*** Listed entries ***

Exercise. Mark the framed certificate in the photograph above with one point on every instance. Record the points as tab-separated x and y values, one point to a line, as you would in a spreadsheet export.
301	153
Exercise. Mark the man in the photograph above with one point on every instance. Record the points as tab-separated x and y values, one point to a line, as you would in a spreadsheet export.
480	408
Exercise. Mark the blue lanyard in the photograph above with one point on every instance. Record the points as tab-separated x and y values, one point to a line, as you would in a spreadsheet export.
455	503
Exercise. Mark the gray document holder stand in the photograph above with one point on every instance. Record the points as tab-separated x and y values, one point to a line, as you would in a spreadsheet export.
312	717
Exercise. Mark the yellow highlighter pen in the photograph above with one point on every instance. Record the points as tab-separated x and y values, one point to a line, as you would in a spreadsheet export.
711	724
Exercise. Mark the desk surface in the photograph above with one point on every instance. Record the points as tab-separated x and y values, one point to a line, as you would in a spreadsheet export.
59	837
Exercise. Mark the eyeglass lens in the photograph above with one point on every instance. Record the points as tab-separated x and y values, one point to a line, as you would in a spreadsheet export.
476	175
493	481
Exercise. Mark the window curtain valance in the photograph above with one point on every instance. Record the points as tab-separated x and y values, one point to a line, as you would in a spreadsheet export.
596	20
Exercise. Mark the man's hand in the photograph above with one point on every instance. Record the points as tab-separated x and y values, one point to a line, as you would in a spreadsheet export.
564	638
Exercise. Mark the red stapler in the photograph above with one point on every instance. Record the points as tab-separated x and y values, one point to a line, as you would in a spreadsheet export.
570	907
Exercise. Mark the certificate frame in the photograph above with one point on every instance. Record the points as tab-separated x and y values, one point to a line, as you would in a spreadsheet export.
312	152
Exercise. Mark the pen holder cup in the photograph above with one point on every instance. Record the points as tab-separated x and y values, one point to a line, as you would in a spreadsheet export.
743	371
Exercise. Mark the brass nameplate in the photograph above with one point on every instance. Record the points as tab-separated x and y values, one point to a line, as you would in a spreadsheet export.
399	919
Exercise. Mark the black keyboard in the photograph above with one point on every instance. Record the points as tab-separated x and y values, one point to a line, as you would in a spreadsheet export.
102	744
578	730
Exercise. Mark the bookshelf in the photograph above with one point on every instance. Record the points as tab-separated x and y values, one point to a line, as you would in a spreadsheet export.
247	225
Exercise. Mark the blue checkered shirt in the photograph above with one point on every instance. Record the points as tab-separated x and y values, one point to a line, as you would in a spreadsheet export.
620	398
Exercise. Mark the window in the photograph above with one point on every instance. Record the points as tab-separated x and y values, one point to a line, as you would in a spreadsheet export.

*** End of Listed entries ***

About this exercise:
Give the listing again exactly as it appears.

Answer for the task:
Exercise. Mark the framed certificate in the photograph above with one point on every instance. Record the points as tab-separated x and y values, one point to a line, as you would in a spreadsheet export.
301	153
Exercise. Mark the man in the photograph above with one point on every instance. Record the points as tab-separated x and y values, one point to a line, as you would in a spreadsheet export.
480	408
Exercise. Mark the blue lanyard in the photograph above with one point on every instance. Record the points as tab-separated x and y values, one point to a line, as you would in a spreadsheet export.
455	503
Exercise. Mark the gray document holder stand in the photograph above with one point on every instance. Record the points as tab-separated x and y values, one point to a line, as you would in a spreadsheet export.
312	717
Exercise. Mark the yellow highlighter pen in the photograph above with one point on every instance. Record the points as tab-separated x and y values, one point to a line, as you would in a spreadsheet export.
711	724
Exercise. Mark the desk surface in the photograph above with one point on every instance. Record the points as tab-separated x and y values, one point to a line, as you would in a spreadsheet export.
59	837
Exercise. Mark the eyeglass lens in the photograph above with one point on every instance. Record the points as tab-separated x and y values, one point to a line, as you would in a spreadsheet export.
476	175
493	481
Exercise. Mark the window curtain valance in the photograph above with one point on every instance. Record the points as tab-separated x and y values, one point to a line, as you would in a spreadsheet export.
596	20
Exercise. Mark the man's hand in the photograph above with one point on every instance. Record the points as tab-separated x and y values, one point to a line, as you would in a spreadsheet export.
564	638
Exercise. Mark the red stapler in the photograph above with one point on every instance. Record the points as tab-separated x and y values, one point to a line, as you would in a spreadsheet export.
570	907
Exercise. Mark the certificate frame in the photograph above with one point on every instance. Record the points as tab-separated x and y values, one point to a line, as you would in a spreadsheet export.
312	152
Exercise. Mark the pen holder cup in the photograph above with one point on every instance. Record the points as tab-separated x and y values, one point to a line, as you would in a spreadsheet export.
743	371
Exercise. Mark the brass nameplate in the photograph above with one point on every instance. Record the points as tab-separated x and y values, one point to a line, as you would in a spreadsheet export.
399	919
Exercise. Mark the black keyboard in the photograph above with one point on every instance. Record the points as tab-separated x and y values, one point to a line, as you would in a spreadsheet export.
102	744
578	730
Exercise. Mark the bookshelf in the photograph above with one point on every instance. Record the points as tab-separated x and y values, one point to a line, as you would in a spreadsheet export.
247	225
Exercise. Mark the blue checkered shirt in the photograph above with one point on every instance. Record the points as tab-separated x and y values, one point to a line, as you would in a spreadsheet export.
620	398
Exercise. Mark the window in the photograph above with one point on every instance. Record the points as tab-separated x and y values, one point to a line, as you would in a spreadsheet export.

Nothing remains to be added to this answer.